**The problem:**
All of the records below must be output exactly, with no pictures carried over.

**Location identification entries:**
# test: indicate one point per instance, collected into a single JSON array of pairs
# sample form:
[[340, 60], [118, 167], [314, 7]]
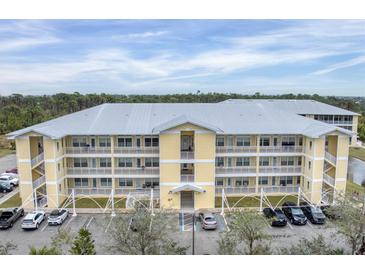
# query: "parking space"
[[206, 242]]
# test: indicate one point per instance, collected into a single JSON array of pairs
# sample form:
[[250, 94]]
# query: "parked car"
[[13, 181], [313, 213], [276, 216], [12, 170], [208, 220], [4, 187], [57, 216], [9, 216], [294, 213], [33, 220]]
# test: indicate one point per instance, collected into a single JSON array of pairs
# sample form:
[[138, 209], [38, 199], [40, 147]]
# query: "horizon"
[[160, 57]]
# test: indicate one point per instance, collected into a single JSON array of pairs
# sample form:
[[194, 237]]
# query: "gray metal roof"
[[144, 119], [296, 106]]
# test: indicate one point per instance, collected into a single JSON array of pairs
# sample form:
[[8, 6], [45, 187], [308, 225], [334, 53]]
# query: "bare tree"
[[314, 246], [246, 235], [143, 234], [5, 249]]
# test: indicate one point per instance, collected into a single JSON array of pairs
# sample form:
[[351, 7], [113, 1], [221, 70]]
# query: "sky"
[[326, 57]]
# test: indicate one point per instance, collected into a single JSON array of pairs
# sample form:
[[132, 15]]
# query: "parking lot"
[[205, 241]]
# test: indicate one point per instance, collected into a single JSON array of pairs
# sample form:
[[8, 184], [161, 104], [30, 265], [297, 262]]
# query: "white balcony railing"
[[235, 170], [89, 171], [236, 149], [328, 179], [186, 178], [248, 190], [37, 159], [137, 171], [136, 150], [88, 150], [38, 182], [330, 158], [187, 155], [280, 169], [281, 149]]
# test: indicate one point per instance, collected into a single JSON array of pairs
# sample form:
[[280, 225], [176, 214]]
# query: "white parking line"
[[110, 222], [87, 226]]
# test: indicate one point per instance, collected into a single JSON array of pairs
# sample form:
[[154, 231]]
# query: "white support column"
[[261, 198], [222, 211], [73, 203], [35, 199], [112, 201]]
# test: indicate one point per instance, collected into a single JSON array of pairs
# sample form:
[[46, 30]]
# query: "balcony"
[[136, 150], [133, 171], [88, 150], [37, 160], [187, 155], [252, 190], [235, 170], [187, 178], [89, 171], [38, 182], [330, 158], [281, 149], [280, 169], [236, 149], [328, 179]]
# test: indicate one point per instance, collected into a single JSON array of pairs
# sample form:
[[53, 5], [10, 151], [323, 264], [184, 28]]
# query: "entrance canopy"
[[187, 187]]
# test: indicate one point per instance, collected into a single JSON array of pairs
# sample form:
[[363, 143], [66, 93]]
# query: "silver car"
[[208, 220]]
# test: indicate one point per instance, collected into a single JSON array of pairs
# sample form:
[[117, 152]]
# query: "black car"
[[294, 213], [276, 216], [313, 213], [5, 188]]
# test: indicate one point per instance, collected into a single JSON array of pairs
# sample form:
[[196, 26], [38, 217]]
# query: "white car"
[[33, 220], [57, 216], [13, 181]]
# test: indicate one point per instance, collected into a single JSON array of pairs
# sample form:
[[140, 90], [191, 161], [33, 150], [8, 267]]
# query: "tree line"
[[18, 111]]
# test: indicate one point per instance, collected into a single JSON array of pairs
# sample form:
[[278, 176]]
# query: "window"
[[125, 182], [104, 141], [105, 162], [219, 161], [124, 141], [220, 141], [125, 162], [79, 141], [243, 141], [263, 180], [151, 162], [80, 162], [264, 161], [81, 182], [287, 161], [219, 182], [106, 182], [288, 141], [264, 141], [243, 161], [151, 142]]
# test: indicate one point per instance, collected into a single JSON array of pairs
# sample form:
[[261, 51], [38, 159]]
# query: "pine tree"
[[83, 244]]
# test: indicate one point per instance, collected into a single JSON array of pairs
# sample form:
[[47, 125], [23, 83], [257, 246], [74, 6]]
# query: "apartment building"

**Solution to the problem:**
# test: indicate one point per instance, collected into a single JSON array of pairs
# sample form:
[[340, 60], [118, 167], [314, 7]]
# query: "parking space"
[[206, 242]]
# test: indicate one point per instance, collected into a single JSON array of pairs
# sample form:
[[250, 94]]
# query: "parked car"
[[13, 181], [313, 213], [276, 216], [12, 170], [208, 220], [4, 187], [57, 216], [9, 216], [294, 213], [33, 220]]
# test: indicate one point per instance, collected into a single JSON array of pairs
# sample form:
[[138, 209], [38, 199], [40, 147]]
# query: "horizon"
[[160, 57]]
# test: indicate one point per instance, collected into a single JSON array of pairs
# sample form:
[[194, 237]]
# query: "gray metal roof"
[[144, 119], [296, 106]]
# test: indicate one point per instance, collected into a single JSON array of pairs
# sample form:
[[8, 6], [45, 187], [308, 225], [334, 53]]
# query: "bare tree"
[[314, 246], [246, 235], [143, 234], [5, 249]]
# test: indicate one point per instance, collected into a single JSON array of pairs
# sample form:
[[351, 7], [113, 1], [221, 70]]
# query: "sky"
[[326, 57]]
# test: indicate one point per instance, collected into a single JSON array of pairs
# sample form:
[[132, 15]]
# query: "parking lot"
[[205, 241]]
# test: indicate one point per instance, collected into a single JSON array of pairs
# sample form:
[[8, 184], [161, 104], [30, 265], [297, 262]]
# query: "white balcony railing"
[[235, 170], [89, 171], [236, 149], [328, 179], [186, 178], [248, 190], [37, 159], [137, 171], [136, 150], [88, 150], [38, 182], [330, 158], [187, 155], [280, 169], [281, 149]]
# test: indicate one point per instance, collected into a single JSON array of pairs
# sample form:
[[280, 225], [176, 214]]
# query: "white parking line"
[[110, 222], [87, 226]]
# test: indicate one point per instance, collected into a single JSON array of pairs
# sample form:
[[154, 231]]
# query: "white support column"
[[261, 198], [222, 211], [73, 203], [35, 199], [112, 201]]
# test: indicate one point per instance, collected into a single JSON array of pairs
# sample form:
[[46, 30]]
# query: "balcony"
[[136, 150], [133, 171], [88, 150], [37, 160], [187, 155], [252, 190], [235, 170], [187, 178], [89, 171], [38, 182], [330, 158], [281, 149], [280, 169], [236, 149], [328, 179]]
# test: indicate one point per instance, collected into a single JSON array of pairs
# sample form:
[[53, 5], [10, 151], [323, 264], [184, 28]]
# query: "entrance canopy"
[[187, 187]]
# test: indicate one point per instance, collected into a single JSON array of pairs
# sample form:
[[363, 143], [66, 93]]
# query: "silver car"
[[208, 220]]
# test: indicate one point per instance, collected into a single JSON array of pairs
# sample form:
[[117, 152]]
# query: "black car"
[[294, 213], [276, 216], [313, 213], [5, 188]]
# test: indicate one point per instance, collected into a single JSON array of pairs
# sample form:
[[196, 26], [38, 217]]
# query: "white car"
[[33, 220], [57, 216], [13, 181]]
# test: indicate one point per instance, collected into a single JSON array of pairs
# sample form:
[[140, 90], [191, 161], [33, 150], [8, 267]]
# query: "tree line"
[[18, 111]]
# test: indicate one point per instance, collected into a single JSON array of pairs
# sample form:
[[278, 176]]
# query: "window"
[[125, 182], [104, 141], [105, 162], [219, 161], [124, 141], [220, 141], [125, 162], [79, 141], [243, 141], [263, 180], [151, 162], [80, 162], [264, 161], [81, 182], [287, 161], [219, 182], [106, 182], [288, 141], [264, 141], [243, 161], [151, 142]]
# test: indicate one point per instance, collected into a single JSON array of pairs
# sample form:
[[261, 51], [38, 159]]
# query: "pine tree"
[[83, 244]]
# test: indicate one point per instance, collected into a single JSON array of pairs
# sample form:
[[47, 125], [23, 83], [257, 246], [74, 6]]
# query: "apartment building"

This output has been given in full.